Task objective
Exactly as written, set down the lines from the top of the entries through the line bearing "point_to(query) returns, for every instance of the belt", with every picture left out.

Provided information
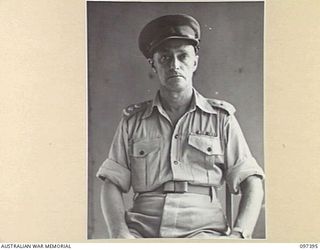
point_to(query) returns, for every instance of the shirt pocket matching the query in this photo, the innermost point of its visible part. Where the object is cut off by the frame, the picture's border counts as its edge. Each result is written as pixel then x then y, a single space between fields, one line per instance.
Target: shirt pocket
pixel 145 160
pixel 205 152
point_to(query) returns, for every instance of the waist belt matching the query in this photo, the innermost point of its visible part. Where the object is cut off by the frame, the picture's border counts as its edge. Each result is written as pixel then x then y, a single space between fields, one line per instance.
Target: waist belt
pixel 184 187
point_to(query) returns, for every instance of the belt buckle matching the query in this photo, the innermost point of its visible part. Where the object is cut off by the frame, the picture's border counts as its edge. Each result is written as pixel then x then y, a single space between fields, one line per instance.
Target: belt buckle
pixel 180 187
pixel 175 187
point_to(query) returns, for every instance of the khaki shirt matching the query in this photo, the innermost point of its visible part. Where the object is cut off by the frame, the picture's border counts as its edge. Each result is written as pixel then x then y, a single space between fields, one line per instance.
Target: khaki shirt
pixel 205 147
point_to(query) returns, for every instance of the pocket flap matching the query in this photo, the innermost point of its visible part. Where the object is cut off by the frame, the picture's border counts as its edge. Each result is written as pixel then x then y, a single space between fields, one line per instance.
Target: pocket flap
pixel 143 148
pixel 209 145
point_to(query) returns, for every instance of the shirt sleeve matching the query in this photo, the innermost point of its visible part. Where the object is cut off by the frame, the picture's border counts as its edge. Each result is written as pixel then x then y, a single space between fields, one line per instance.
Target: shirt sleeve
pixel 116 167
pixel 239 161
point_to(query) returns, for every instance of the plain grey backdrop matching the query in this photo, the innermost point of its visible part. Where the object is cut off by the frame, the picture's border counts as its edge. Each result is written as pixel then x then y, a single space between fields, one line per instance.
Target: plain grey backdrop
pixel 230 68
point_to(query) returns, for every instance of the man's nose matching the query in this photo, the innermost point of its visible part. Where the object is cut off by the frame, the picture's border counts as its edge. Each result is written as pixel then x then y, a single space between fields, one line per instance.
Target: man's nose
pixel 174 63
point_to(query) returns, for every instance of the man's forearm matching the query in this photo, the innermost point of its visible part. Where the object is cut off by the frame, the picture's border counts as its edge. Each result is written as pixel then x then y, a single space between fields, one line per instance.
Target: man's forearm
pixel 250 204
pixel 113 210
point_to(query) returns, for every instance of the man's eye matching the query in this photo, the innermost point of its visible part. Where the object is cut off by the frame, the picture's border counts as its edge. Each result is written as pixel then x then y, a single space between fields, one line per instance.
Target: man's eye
pixel 183 57
pixel 164 58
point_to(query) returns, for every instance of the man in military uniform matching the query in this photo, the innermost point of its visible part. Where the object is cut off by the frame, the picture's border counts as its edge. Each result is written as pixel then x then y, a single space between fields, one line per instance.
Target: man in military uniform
pixel 177 149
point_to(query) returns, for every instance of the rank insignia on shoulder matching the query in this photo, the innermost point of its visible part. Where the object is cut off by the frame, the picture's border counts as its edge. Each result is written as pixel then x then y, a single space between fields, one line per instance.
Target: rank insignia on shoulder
pixel 134 108
pixel 223 105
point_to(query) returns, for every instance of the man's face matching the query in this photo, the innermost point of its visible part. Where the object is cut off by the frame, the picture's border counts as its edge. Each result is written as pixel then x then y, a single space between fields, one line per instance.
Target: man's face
pixel 175 62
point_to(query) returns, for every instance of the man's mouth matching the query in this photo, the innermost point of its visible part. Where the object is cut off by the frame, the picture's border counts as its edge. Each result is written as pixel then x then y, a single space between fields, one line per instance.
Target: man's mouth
pixel 175 76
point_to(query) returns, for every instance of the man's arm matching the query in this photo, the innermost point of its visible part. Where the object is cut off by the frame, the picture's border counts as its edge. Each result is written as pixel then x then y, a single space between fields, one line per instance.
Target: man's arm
pixel 250 205
pixel 113 211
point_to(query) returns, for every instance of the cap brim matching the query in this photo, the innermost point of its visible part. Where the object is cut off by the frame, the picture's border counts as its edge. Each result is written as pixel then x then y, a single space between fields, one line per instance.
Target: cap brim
pixel 194 41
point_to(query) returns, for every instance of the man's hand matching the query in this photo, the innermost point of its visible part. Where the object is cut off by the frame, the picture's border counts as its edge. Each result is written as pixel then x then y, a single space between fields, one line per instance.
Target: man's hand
pixel 236 235
pixel 124 235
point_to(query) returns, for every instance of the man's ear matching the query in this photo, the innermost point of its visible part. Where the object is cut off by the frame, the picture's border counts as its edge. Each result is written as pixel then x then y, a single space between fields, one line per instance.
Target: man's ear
pixel 152 65
pixel 195 63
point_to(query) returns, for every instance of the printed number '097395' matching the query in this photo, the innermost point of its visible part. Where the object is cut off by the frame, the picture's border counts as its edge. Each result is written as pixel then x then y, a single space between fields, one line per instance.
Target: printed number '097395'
pixel 308 245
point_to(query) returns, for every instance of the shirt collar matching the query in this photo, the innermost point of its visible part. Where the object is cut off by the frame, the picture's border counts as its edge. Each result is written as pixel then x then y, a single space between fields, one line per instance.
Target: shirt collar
pixel 197 101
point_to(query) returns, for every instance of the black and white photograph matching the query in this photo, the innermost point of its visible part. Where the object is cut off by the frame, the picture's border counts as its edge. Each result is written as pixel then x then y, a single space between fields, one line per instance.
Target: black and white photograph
pixel 176 120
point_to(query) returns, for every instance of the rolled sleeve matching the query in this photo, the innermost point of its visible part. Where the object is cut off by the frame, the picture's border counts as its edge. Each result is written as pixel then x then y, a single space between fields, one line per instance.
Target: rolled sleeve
pixel 239 161
pixel 115 173
pixel 239 173
pixel 116 167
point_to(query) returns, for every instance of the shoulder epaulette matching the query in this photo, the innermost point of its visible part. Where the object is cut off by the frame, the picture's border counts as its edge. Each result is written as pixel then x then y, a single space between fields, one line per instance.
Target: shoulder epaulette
pixel 134 108
pixel 223 105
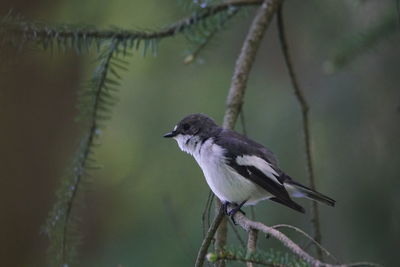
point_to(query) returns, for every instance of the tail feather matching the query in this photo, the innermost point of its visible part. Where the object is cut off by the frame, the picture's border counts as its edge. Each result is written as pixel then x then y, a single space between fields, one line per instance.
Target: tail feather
pixel 299 190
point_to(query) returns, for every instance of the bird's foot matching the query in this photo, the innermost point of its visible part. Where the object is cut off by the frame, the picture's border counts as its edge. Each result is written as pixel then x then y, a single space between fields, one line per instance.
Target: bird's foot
pixel 233 211
pixel 224 207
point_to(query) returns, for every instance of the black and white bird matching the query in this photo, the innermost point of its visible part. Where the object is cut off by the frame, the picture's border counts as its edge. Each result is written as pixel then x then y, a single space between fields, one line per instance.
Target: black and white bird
pixel 238 170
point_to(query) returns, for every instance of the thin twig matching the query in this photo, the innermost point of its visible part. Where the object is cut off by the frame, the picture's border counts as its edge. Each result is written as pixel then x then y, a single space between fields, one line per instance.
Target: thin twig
pixel 221 236
pixel 249 225
pixel 206 212
pixel 230 257
pixel 236 232
pixel 316 226
pixel 209 236
pixel 308 237
pixel 240 76
pixel 251 245
pixel 246 60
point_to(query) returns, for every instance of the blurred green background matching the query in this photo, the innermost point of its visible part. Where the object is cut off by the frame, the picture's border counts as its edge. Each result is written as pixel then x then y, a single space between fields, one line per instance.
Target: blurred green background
pixel 143 208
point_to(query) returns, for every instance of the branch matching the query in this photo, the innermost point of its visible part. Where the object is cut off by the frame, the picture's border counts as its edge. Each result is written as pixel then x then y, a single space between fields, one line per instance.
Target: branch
pixel 95 101
pixel 250 225
pixel 316 226
pixel 243 66
pixel 240 76
pixel 87 146
pixel 246 60
pixel 231 257
pixel 207 239
pixel 251 245
pixel 32 32
pixel 307 236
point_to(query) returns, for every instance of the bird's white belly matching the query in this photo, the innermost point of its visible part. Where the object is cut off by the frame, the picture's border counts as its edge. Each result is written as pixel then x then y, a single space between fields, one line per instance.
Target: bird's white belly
pixel 223 180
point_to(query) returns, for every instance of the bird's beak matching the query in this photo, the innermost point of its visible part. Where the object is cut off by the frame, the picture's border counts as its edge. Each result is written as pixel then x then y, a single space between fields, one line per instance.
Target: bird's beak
pixel 171 134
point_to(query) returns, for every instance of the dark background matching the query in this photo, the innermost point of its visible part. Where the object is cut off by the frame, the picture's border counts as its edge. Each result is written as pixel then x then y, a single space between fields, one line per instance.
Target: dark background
pixel 143 208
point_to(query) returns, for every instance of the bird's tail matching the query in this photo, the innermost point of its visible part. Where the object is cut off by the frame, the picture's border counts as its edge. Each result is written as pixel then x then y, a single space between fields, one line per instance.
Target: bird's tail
pixel 299 190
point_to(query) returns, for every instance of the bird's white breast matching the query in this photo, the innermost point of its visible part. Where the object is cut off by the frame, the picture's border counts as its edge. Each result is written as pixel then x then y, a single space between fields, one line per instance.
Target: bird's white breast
pixel 223 180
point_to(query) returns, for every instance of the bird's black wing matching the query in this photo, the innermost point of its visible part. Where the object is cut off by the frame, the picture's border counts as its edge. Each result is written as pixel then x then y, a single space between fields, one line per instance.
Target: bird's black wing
pixel 239 146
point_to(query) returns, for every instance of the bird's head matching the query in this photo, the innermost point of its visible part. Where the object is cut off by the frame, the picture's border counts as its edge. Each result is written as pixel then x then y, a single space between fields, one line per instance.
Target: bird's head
pixel 192 129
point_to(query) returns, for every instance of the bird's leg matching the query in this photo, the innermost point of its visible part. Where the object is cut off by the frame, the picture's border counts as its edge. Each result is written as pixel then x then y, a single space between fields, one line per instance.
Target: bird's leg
pixel 233 211
pixel 224 207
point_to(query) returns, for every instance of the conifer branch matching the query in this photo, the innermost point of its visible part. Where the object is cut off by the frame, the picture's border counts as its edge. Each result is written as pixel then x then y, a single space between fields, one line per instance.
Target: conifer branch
pixel 315 221
pixel 95 102
pixel 249 225
pixel 243 66
pixel 79 37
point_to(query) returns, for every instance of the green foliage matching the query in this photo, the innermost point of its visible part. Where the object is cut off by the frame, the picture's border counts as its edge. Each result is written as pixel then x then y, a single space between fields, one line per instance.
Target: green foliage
pixel 96 101
pixel 97 98
pixel 363 42
pixel 206 31
pixel 269 258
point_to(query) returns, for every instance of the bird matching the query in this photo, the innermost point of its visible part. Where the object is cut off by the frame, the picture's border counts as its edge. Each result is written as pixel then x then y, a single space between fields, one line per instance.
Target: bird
pixel 238 170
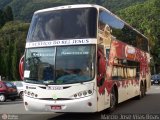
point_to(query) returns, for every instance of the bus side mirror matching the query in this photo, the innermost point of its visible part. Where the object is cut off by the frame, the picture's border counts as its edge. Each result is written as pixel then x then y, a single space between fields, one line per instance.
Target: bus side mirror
pixel 21 67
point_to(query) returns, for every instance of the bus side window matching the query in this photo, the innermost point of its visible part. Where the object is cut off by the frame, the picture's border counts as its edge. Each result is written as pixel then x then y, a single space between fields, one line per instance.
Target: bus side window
pixel 101 67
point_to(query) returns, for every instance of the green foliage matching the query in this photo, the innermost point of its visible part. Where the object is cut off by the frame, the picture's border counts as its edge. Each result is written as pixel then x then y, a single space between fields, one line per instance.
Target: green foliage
pixel 12 44
pixel 145 17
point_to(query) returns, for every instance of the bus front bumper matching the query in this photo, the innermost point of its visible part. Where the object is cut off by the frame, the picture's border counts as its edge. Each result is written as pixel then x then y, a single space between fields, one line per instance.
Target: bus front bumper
pixel 86 104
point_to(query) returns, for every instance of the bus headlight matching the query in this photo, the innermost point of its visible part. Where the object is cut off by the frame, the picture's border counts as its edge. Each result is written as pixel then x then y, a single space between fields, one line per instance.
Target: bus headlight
pixel 82 94
pixel 30 94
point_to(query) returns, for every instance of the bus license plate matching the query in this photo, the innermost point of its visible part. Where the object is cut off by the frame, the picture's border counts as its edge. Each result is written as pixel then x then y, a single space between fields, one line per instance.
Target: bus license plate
pixel 57 107
pixel 156 81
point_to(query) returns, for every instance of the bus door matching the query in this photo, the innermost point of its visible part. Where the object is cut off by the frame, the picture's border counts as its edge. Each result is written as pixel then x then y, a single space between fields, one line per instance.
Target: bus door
pixel 101 77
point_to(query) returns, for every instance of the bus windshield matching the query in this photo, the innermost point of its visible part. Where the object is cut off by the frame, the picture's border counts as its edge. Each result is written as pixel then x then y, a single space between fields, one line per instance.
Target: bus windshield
pixel 63 24
pixel 60 65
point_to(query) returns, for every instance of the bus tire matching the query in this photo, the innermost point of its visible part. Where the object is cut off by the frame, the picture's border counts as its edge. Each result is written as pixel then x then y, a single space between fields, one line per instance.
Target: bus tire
pixel 2 98
pixel 113 101
pixel 142 92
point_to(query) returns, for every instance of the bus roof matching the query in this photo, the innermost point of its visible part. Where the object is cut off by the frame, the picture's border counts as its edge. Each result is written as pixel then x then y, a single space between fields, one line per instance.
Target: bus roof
pixel 84 6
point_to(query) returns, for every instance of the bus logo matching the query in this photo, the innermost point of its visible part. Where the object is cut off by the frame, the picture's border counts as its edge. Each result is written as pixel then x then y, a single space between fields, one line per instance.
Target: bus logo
pixel 130 52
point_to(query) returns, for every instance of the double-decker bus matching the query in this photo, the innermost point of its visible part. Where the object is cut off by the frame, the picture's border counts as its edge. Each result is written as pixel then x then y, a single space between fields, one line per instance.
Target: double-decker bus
pixel 83 58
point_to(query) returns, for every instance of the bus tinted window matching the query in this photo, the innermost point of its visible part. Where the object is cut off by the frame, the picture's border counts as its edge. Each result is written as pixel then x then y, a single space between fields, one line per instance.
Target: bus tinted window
pixel 122 31
pixel 63 24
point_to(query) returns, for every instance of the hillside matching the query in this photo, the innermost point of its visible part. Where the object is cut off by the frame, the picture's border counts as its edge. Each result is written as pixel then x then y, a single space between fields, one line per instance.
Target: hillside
pixel 24 9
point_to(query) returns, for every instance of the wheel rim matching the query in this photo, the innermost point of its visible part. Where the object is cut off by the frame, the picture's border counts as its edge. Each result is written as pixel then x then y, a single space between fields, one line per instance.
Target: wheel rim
pixel 2 98
pixel 21 95
pixel 113 100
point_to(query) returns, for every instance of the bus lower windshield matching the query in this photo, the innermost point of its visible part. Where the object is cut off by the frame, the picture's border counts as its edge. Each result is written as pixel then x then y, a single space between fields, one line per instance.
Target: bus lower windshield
pixel 60 65
pixel 63 24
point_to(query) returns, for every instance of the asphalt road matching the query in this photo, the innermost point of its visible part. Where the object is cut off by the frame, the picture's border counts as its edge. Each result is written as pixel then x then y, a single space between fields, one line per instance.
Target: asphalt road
pixel 146 108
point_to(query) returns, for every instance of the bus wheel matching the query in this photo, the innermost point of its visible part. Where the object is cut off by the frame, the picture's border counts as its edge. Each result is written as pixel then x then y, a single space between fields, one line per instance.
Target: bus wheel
pixel 113 101
pixel 2 98
pixel 142 92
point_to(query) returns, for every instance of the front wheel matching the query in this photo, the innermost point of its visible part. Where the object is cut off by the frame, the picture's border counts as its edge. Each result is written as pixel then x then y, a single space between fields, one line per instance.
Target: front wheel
pixel 113 101
pixel 2 98
pixel 13 99
pixel 141 92
pixel 21 95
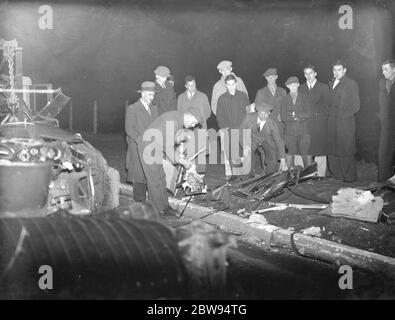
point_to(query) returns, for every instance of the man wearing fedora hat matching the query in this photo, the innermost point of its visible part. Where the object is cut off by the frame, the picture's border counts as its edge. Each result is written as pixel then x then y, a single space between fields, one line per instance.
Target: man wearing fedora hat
pixel 139 116
pixel 271 94
pixel 266 140
pixel 225 68
pixel 165 97
pixel 159 140
pixel 295 112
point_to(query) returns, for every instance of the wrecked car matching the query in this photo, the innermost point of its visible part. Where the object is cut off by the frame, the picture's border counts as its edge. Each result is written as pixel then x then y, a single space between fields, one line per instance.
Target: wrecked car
pixel 44 168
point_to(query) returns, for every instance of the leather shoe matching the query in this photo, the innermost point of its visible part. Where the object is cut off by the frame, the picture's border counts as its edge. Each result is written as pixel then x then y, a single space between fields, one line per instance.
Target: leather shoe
pixel 169 211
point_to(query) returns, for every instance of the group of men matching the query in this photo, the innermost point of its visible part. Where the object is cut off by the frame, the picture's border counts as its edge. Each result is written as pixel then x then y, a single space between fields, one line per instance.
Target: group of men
pixel 315 121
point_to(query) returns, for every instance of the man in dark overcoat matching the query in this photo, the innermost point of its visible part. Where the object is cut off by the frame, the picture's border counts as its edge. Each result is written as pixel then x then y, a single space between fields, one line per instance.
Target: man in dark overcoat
pixel 159 140
pixel 139 116
pixel 343 104
pixel 387 121
pixel 165 98
pixel 318 95
pixel 266 140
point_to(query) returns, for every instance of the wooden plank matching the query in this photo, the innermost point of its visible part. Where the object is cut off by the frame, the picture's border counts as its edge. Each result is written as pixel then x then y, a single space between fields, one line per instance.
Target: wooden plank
pixel 307 246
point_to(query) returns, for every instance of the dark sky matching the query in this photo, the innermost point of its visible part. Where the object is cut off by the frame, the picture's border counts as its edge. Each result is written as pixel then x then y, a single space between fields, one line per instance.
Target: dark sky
pixel 103 50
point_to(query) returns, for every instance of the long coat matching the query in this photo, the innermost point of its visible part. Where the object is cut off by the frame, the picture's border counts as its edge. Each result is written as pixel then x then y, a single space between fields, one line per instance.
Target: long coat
pixel 387 130
pixel 270 134
pixel 198 101
pixel 165 98
pixel 137 119
pixel 318 122
pixel 265 95
pixel 166 125
pixel 343 104
pixel 295 116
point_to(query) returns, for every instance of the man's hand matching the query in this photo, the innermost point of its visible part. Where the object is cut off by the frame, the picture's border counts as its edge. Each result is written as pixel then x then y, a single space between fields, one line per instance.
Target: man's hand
pixel 185 163
pixel 183 135
pixel 283 165
pixel 250 108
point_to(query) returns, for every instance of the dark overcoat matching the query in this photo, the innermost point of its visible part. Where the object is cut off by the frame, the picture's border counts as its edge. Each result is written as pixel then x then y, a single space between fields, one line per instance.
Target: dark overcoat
pixel 137 120
pixel 270 134
pixel 387 130
pixel 165 98
pixel 295 116
pixel 343 104
pixel 318 122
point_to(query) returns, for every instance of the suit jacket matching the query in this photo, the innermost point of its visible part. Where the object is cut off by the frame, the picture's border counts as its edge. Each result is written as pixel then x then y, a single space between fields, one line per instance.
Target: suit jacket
pixel 295 116
pixel 165 98
pixel 167 124
pixel 137 119
pixel 343 104
pixel 265 95
pixel 198 101
pixel 318 123
pixel 270 133
pixel 387 130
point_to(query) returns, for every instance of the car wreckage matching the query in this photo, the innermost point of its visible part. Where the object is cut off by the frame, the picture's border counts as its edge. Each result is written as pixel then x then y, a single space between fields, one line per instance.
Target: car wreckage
pixel 59 209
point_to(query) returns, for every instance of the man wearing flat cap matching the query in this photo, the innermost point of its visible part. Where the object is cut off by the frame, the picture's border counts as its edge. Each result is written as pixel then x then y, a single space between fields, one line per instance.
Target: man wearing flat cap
pixel 157 142
pixel 343 104
pixel 165 97
pixel 295 112
pixel 225 68
pixel 272 94
pixel 192 98
pixel 138 117
pixel 318 95
pixel 266 140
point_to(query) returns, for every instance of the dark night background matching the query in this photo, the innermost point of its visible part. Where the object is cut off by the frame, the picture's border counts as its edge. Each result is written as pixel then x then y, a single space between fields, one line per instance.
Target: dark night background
pixel 104 50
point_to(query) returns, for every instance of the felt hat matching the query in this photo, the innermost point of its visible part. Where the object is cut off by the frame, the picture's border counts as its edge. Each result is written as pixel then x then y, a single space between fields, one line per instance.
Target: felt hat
pixel 291 80
pixel 162 71
pixel 225 64
pixel 270 72
pixel 147 86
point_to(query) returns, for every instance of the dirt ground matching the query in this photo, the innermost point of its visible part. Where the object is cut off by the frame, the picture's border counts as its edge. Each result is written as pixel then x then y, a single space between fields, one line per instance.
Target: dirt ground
pixel 376 237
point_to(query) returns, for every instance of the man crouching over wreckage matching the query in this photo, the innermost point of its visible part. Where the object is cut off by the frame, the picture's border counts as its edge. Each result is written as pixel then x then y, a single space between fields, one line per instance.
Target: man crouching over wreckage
pixel 265 140
pixel 158 141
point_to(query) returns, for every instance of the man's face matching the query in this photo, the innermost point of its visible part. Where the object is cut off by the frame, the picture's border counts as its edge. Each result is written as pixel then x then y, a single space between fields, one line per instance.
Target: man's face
pixel 231 85
pixel 191 86
pixel 339 72
pixel 310 74
pixel 189 120
pixel 147 96
pixel 388 72
pixel 293 87
pixel 263 115
pixel 271 79
pixel 225 72
pixel 160 78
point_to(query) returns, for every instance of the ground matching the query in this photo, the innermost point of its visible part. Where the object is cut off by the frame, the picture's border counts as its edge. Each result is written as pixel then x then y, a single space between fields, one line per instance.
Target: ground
pixel 375 237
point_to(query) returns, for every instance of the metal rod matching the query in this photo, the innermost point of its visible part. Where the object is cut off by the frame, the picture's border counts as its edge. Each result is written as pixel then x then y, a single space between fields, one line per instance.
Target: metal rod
pixel 95 117
pixel 46 91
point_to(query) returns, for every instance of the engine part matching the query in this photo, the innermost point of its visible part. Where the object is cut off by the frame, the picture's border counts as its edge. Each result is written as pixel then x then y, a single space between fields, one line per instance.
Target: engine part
pixel 23 186
pixel 90 257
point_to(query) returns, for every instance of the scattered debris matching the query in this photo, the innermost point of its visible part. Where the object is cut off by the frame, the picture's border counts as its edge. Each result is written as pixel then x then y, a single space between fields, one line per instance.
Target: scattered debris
pixel 357 204
pixel 312 231
pixel 257 220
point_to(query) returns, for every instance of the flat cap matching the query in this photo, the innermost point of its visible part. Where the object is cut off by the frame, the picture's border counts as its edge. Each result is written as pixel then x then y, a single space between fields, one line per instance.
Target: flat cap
pixel 262 106
pixel 270 72
pixel 147 86
pixel 162 71
pixel 225 64
pixel 291 80
pixel 196 113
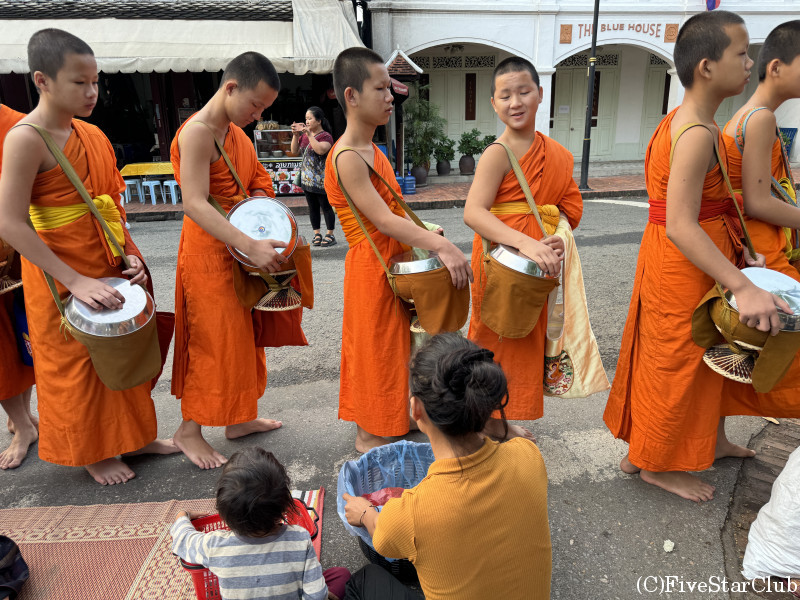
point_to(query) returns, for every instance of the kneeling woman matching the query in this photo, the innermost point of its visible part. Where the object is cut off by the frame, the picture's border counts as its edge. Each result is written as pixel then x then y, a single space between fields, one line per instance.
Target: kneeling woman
pixel 476 526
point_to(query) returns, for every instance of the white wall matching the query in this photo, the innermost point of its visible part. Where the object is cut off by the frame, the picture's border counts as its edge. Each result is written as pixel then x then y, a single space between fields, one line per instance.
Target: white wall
pixel 632 71
pixel 788 115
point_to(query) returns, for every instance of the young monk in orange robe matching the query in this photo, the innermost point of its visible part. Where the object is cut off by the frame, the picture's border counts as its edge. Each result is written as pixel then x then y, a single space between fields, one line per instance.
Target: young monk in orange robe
pixel 83 423
pixel 755 156
pixel 373 384
pixel 16 378
pixel 218 372
pixel 496 209
pixel 665 402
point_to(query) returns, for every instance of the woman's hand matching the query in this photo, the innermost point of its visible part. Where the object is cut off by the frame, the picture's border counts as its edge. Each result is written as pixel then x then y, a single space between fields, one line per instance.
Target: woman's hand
pixel 136 273
pixel 354 509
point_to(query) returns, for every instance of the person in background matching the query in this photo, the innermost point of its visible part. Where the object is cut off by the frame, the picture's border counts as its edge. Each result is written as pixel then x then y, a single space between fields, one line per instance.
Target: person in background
pixel 314 139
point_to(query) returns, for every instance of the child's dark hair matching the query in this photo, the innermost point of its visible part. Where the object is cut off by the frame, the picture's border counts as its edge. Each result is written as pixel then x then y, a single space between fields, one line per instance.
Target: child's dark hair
pixel 250 69
pixel 702 36
pixel 459 384
pixel 514 64
pixel 351 69
pixel 319 115
pixel 782 43
pixel 48 48
pixel 253 492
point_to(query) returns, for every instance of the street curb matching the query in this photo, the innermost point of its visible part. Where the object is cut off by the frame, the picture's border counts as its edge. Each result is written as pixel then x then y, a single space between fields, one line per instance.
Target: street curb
pixel 752 490
pixel 173 215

Solution
point_to(query) returns, for every instance of the shirt pocket matching the query in this photo, the innermost point of its visible part. Where the object is cut off by the frame, the picture's border counts as its edge. Each result is written as pixel then x then y, a single space between fields, one line per instance.
Target: shirt pocket
pixel 145 160
pixel 205 152
point_to(query) returns, for every instance of the waist belt matching the query in this photo, the innermost point of its visible part. Where the object is cut off by the frame, the picture's border counts as its edge. Each result is written as pixel then x then y, a single space between fields, one line per instance.
Target: waist belt
pixel 184 187
point_to(query) returns, for every instance of the belt buckle matching the query in this photo, the innermost point of its visible part. Where the object is cut off by the frame, the picture's border counts as its edge. Each result is written as pixel then x then y, a single space between fields, one line per instance.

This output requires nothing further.